** Begin **

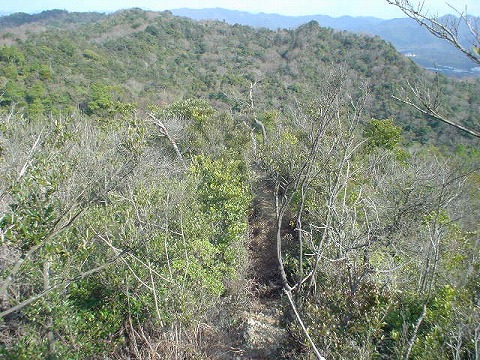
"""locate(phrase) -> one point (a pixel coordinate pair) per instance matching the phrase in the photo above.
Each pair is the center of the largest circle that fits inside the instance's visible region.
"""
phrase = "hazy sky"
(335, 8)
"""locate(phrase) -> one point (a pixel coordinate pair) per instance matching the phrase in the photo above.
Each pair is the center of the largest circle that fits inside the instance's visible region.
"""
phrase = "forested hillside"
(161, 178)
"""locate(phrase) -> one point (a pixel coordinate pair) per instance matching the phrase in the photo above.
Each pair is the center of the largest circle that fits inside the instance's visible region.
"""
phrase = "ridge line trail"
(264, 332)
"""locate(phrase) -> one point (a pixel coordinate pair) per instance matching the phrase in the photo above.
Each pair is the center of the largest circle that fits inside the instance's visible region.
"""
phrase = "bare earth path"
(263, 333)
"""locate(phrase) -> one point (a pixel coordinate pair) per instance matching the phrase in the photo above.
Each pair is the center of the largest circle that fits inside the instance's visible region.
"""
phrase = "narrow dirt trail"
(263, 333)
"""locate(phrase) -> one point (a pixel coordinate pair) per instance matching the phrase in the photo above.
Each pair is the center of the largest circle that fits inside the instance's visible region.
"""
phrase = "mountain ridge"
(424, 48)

** End **
** Begin **

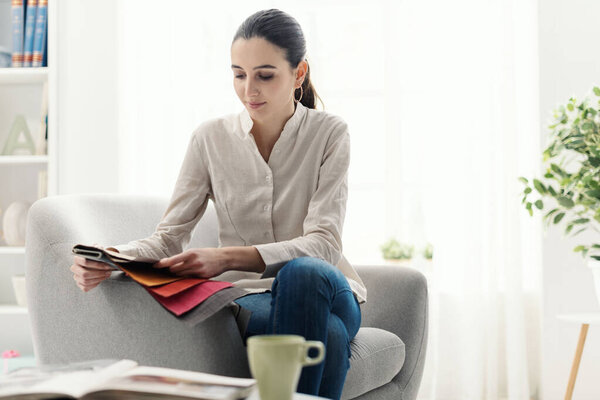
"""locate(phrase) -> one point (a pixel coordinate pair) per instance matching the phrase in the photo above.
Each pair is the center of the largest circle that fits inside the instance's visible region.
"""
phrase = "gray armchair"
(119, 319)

** End **

- Task statement:
Identify every line of the entries above that contains the string "ridge", treating uppercase and lowercase as distinct, and copy each such line in full.

- Solution to the problem:
phrase = "ridge line trail"
phrase = "mountain ridge"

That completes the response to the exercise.